**WHAT YOU HAVE TO DO**
From the records below, write out unchanged the lines beginning with the one that contains "the utility pole?" and continuing through the one that contains "[128,228,183,258]", including both of those lines.
>> Start RECORDS FOR THIS EXERCISE
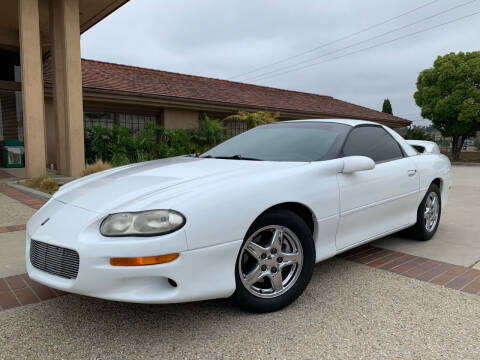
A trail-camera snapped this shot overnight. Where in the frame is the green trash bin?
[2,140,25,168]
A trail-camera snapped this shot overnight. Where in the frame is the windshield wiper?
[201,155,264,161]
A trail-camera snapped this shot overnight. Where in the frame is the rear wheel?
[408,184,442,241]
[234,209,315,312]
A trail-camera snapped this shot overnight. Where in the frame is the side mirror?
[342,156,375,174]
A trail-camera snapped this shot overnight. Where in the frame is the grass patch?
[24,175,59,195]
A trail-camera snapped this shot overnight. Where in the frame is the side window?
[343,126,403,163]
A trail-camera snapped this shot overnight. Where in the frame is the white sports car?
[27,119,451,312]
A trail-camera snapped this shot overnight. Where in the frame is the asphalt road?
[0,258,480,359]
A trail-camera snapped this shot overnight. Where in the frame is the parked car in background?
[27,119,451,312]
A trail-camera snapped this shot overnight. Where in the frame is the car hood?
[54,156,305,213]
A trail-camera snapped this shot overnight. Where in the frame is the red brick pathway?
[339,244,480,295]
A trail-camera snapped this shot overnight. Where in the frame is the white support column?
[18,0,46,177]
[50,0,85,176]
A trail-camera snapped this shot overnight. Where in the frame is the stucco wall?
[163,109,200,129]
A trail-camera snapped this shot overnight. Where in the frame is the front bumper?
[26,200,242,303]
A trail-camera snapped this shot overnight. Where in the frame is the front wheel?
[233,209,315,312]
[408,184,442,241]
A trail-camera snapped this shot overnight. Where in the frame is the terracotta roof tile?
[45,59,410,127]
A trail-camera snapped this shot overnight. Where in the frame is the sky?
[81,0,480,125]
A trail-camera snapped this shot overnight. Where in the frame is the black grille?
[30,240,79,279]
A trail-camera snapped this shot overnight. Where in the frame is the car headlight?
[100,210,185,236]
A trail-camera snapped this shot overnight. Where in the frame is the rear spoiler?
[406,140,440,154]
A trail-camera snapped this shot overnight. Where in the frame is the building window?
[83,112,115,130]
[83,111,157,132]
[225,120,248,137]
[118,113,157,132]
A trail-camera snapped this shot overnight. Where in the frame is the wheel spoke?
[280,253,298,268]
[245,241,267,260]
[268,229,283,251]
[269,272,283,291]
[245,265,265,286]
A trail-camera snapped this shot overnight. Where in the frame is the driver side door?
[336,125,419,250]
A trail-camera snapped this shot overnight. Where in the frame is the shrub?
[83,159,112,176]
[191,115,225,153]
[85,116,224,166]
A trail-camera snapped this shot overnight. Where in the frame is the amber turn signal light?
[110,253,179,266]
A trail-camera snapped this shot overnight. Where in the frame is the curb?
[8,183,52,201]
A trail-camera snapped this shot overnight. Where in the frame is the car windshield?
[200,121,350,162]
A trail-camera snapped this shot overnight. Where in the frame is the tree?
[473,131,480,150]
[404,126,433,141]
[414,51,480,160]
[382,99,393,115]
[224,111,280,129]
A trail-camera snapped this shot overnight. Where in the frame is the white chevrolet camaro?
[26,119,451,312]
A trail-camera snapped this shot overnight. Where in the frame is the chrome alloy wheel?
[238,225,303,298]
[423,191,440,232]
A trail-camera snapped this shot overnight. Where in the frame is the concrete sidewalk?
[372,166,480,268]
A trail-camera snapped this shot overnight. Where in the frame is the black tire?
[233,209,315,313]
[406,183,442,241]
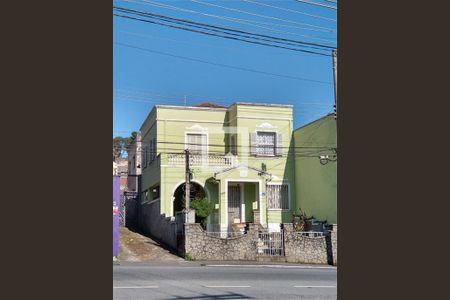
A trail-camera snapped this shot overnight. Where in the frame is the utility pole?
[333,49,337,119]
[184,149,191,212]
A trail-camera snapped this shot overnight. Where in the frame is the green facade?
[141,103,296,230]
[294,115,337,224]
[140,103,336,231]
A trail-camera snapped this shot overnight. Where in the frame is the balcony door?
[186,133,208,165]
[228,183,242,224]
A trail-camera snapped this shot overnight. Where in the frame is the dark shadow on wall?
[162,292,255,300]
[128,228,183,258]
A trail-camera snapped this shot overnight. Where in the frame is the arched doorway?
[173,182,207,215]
>> End RECORDS FOR THIS EXERCISE
>> Start RECORDS FOR THIS EXERCISE
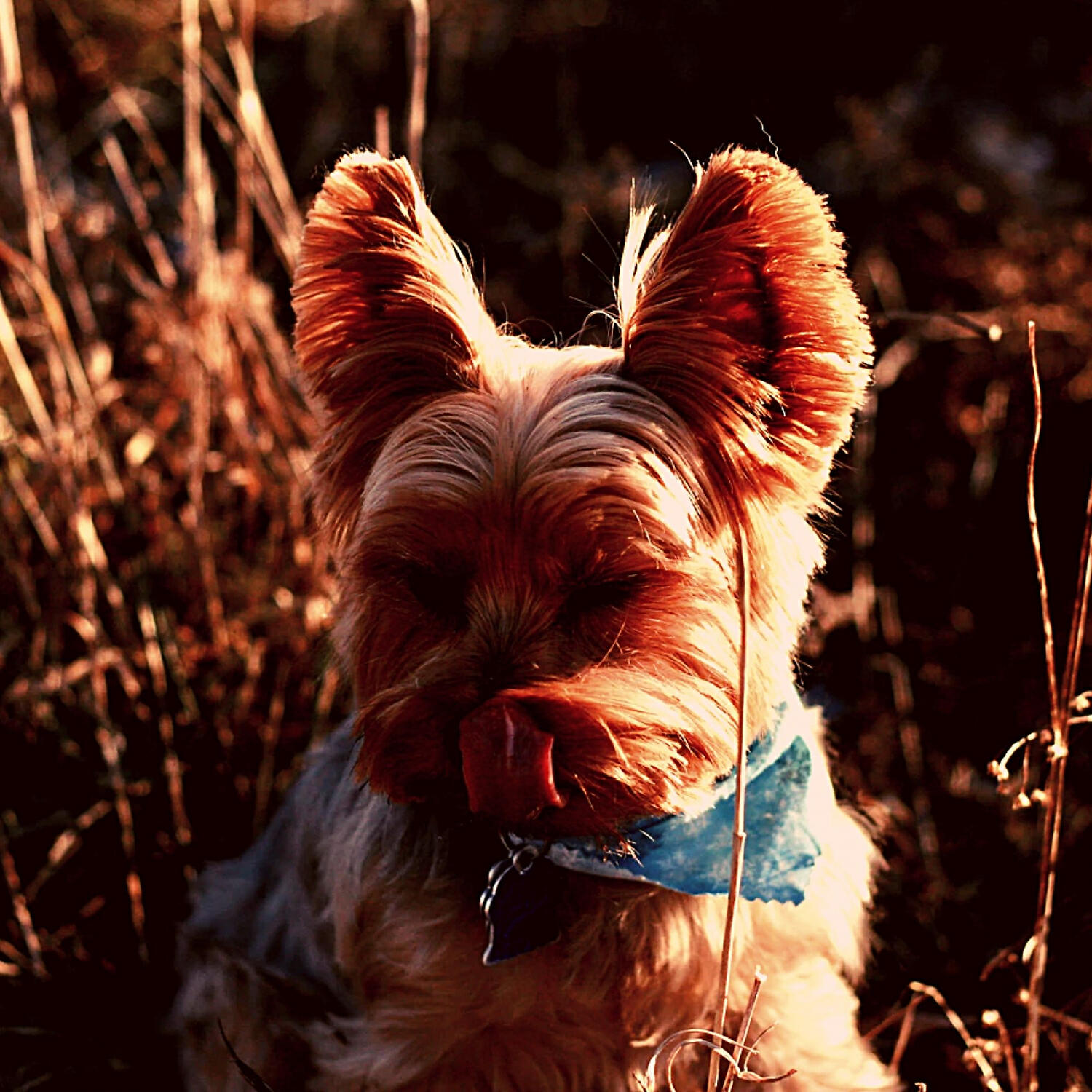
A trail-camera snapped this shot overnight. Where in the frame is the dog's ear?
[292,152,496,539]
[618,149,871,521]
>> End RECORDS FOR THIS EXERCISE
>> Start RECORDS FOR THIS EXERCISE
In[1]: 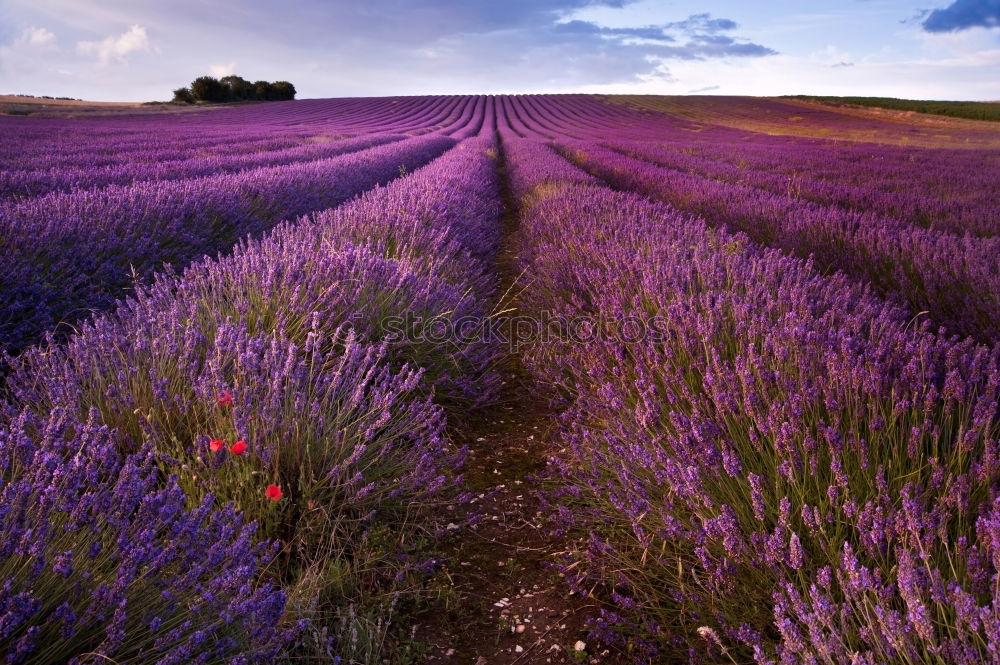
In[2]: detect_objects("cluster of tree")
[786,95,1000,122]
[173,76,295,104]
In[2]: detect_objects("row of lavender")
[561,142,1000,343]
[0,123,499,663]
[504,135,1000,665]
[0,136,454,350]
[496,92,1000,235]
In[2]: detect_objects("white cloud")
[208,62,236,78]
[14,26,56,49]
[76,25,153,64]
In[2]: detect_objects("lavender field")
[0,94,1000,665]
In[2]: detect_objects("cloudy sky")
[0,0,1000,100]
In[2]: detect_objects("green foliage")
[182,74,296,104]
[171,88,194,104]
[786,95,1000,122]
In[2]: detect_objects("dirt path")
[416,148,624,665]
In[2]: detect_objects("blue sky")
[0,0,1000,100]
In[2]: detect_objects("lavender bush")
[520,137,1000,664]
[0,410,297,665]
>> End RECORDS FOR THIS EXERCISE
**RESULT**
A trail-camera snapped this shot overnight. Where in the frame is the utility pole?
[333,49,337,119]
[184,149,191,212]
A trail-camera snapped this shot overnight. Where in the frame is the green facade?
[141,103,296,230]
[294,115,337,224]
[140,103,336,231]
A trail-camera snapped this shot overnight. Where in the frame is the balcony door?
[186,133,208,165]
[228,183,242,224]
A trail-camera snapped this shot overnight. Where in the frame is the dark shadow on wall?
[162,292,255,300]
[128,228,183,258]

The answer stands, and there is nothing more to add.